Segment Start: EXERCISE MATERIALS
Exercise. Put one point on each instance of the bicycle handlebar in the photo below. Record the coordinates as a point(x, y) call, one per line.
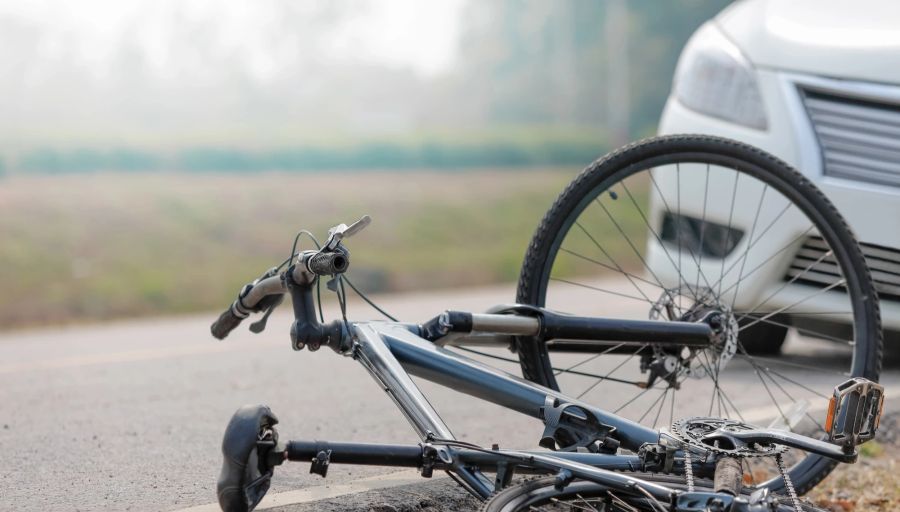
point(328, 263)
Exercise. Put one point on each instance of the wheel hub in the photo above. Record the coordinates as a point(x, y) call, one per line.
point(687, 304)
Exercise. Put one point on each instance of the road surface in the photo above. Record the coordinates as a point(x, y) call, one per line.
point(129, 415)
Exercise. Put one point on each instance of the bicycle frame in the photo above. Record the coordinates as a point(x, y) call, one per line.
point(392, 351)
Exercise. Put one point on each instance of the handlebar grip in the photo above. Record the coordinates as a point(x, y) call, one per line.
point(328, 263)
point(226, 323)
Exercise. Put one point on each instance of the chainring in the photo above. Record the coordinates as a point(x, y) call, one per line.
point(712, 434)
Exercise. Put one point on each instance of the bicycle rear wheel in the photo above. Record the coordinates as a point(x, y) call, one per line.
point(681, 227)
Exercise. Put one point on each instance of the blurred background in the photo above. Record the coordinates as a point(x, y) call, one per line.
point(155, 155)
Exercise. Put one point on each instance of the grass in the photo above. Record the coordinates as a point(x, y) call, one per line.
point(107, 245)
point(98, 246)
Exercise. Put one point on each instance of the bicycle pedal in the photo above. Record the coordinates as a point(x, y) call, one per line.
point(854, 412)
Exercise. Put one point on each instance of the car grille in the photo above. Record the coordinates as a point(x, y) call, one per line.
point(883, 262)
point(859, 138)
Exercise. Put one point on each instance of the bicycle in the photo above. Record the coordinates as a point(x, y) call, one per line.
point(593, 458)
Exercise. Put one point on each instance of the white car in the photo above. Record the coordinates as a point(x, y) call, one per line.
point(817, 84)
Segment End: EXERCISE MATERIALS
* _TASK BRIEF_: The answer must be a word-for-word copy of all the entries, containing no pictures.

* _RESPONSE BELOW_:
Exercise. Put one point on each instance of the bicycle handlebar in the photo below. Record the coordinates as a point(x, y) call, one per line.
point(328, 263)
Exercise. Put one point on each instance of the wheel hub in the photo above. Record the coordinates as a point(x, y) call, one per line.
point(687, 304)
Exercise. Put one point on each instance of the road surface in the photo above. Record the coordinates as a point(x, y) call, one per line.
point(129, 415)
Exercise. Put one point on each instance of the bicycle frame in the photo above. Record the coordinates as a point(x, y) call, one per line.
point(392, 351)
Exercise. Put one point on each instance of the handlebar grip in the photo above. Record the coordinates as a point(x, y) call, one per line.
point(328, 263)
point(226, 323)
Exercise. Put one point on each instance of the chainring in the photo above. Record the coordinates as a point(x, y) call, one per line.
point(712, 434)
Exercise. Put one point on each instance of the bicycle rear wheel in the photo above. Record the coordinates as a point(x, y) call, one per line.
point(681, 227)
Exercise. Put one point on each instance of the blurred background in the photo above. Record the coordinates as a point(x, y) call, one per line.
point(155, 155)
Exercise. Put one point on each instance of the grass in the photo above. Record the coordinates as a point(x, y) call, one per line.
point(107, 245)
point(98, 246)
Exercise. Put one point on each instance of the bicycle pedal in the photo above. Record the coordinates as a point(x, y) call, one per line.
point(854, 412)
Exercise. Put one point on each instance of the car grille in the photo above. Record the coordinates as a point(x, y) call, one per line.
point(883, 262)
point(859, 138)
Exercise. Put one point on each instance of the bicycle in the photo above. Record the coordinates as a point(x, y) call, one per line.
point(593, 458)
Exercise. Put one point on each instance of the white car in the photo above. Record the coordinates as a point(x, y) call, one per line.
point(817, 84)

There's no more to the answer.